Data records

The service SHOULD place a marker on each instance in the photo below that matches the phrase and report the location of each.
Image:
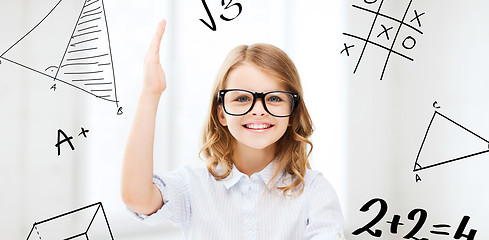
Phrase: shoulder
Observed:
(188, 174)
(317, 184)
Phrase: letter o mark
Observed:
(411, 46)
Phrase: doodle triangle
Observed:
(71, 45)
(447, 141)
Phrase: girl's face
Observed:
(257, 129)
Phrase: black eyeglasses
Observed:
(238, 102)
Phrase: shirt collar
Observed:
(265, 175)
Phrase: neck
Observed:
(249, 160)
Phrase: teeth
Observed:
(257, 126)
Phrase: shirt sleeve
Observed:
(325, 219)
(176, 204)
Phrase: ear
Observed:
(221, 116)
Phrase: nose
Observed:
(259, 108)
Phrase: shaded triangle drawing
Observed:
(446, 141)
(70, 45)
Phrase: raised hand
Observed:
(154, 76)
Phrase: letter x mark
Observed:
(346, 49)
(385, 31)
(417, 17)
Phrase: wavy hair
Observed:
(293, 148)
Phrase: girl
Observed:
(258, 183)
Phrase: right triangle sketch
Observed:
(70, 45)
(447, 141)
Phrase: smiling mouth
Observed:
(257, 126)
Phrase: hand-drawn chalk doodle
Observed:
(88, 222)
(447, 141)
(63, 138)
(71, 46)
(419, 215)
(227, 6)
(385, 34)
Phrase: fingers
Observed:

What you are asked to do = Return all records exactly as they stand above, except for pictures.

Solution to this task =
The service SHOULD place a marker on each instance in the photo below that matches the phrase and report the location of each.
Image:
Phrase: shoulder
Observed:
(188, 174)
(317, 184)
Phrase: letter o mark
Observed:
(411, 46)
Phrase: doodle triangle
Observed:
(71, 45)
(447, 141)
Phrase: girl's face
Observed:
(257, 129)
Phrase: black eyeglasses
Observed:
(238, 102)
Phrase: shirt collar
Observed:
(265, 175)
Phrase: neck
Observed:
(249, 160)
Phrase: teeth
Observed:
(257, 126)
Phrase: shirt sleeve
Observed:
(325, 219)
(176, 204)
Phrase: ear
Observed:
(221, 116)
Phrase: nose
Observed:
(259, 108)
Phrase: shaded triangle drawing
Observed:
(446, 141)
(70, 45)
Phrase: raised hand
Observed:
(154, 76)
Phrase: letter x mark
Observed:
(346, 49)
(385, 31)
(417, 17)
Phrase: wavy hair
Observed:
(293, 148)
Phrase: girl
Observed:
(258, 183)
Phrase: right triangle sketch
Observed:
(70, 45)
(447, 141)
Phrase: smiling mouth
Observed:
(257, 126)
Phrase: hand-drawn chalk doodle
Observed:
(88, 222)
(447, 141)
(63, 138)
(71, 46)
(419, 215)
(227, 6)
(385, 34)
Phrase: fingers
Observed:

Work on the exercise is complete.